## SELECTED TEXT:
When she discovers that Jonathan is dating another student, she confronts him. “Even if a student says she wants something, she might really regret it when she’s older and smarter and has more information about how it was a pretty gross abuse of power,” she says. “Especially if it’s a pattern.” Now older and wiser, Jane sees it as her responsibility to speak to the woman, who, like her, may not realize the power imbalance at play.
“Jane the Virgin” creator Jennie Snyder Urman later said she believed it was her responsibility to revisit a storyline that fell into a gray area. “We need to be looking at these power dynamics and talking about them,” she told Variety in 2018. “If you want to have a consensual relationship with someone that has more power than you, that’s totally fine – that’s a valid choice – but [Jane] felt like she didn’t have all the information when she made that choice.”
"I May Destroy You"
In the wake of #MeToo, consent became an important topic of discussion, but no one tackled the subject with quite as much complexity as “I May Destroy You.” The HBO series begins with a horrific rape that was loosely based on creator, writer, and star Michaela Coel’s own sexual assault. The show follows Coel’s character, Arabella, as she attempts to take back her own life in the wake of the assault, but it also focuses on a variety of other sexual encounters that fall into a moral gray area. These are more than “bad hookups”; they are painful, confusing, traumatic interactions that are difficult to process, and even more difficult to define. The insightful six-episode series shows how Arabella and her two friends, Kwame (Paapa Essiedu) and Terry (Weruche Opia), who are Black, queer, and of immigrant descent, attempt to deal with the trauma of these experiences. What “I May Destroy You” shows is just how often the lines of consent are blurred.
In this existential drama, Lydia Tár (Cate Blanchett) is a renowned conductor at the top of her game. She’s an EGOT winner, a certified genius to those in the know. She’s also a sexual predator. Her predilection for young women, whom she gets close to under the guise of mentorship, is an open secret to her wife, her colleagues, and her assistant. Lydia is such a narcissist that she can’t see the pitfalls right in front of her – namely, a former victim’s desperate emails that become the musician’s undoing.

Photo-based referring expression data:
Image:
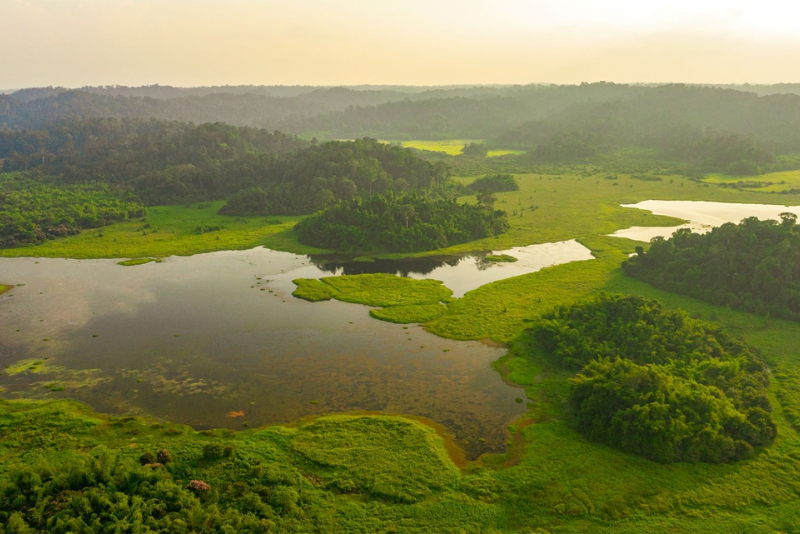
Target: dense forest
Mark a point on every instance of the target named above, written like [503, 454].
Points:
[496, 183]
[313, 178]
[754, 266]
[108, 167]
[658, 383]
[407, 223]
[31, 212]
[704, 128]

## PROBLEMS AND TASKS:
1. Copy the passage on consent in film and television word for word, starting with "In this existential" and going on through "the musician’s undoing.".
2. In the passage on consent in film and television, what is the name of the character Michaela Coel plays in "I May Destroy You"?
The rows have no part in this work.

## SOLUTIONS IN ORDER:
1.
In this existential drama, Lydia Tár (Cate Blanchett) is a renowned conductor at the top of her game. She’s an EGOT winner, a certified genius to those in the know. She’s also a sexual predator. Her predilection for young women, whom she gets close to under the guise of mentorship, is an open secret to her wife, her colleagues, and her assistant. Lydia is such a narcissist that she can’t see the pitfalls right in front of her – namely, a former victim’s desperate emails that become the musician’s undoing.

2. Arabella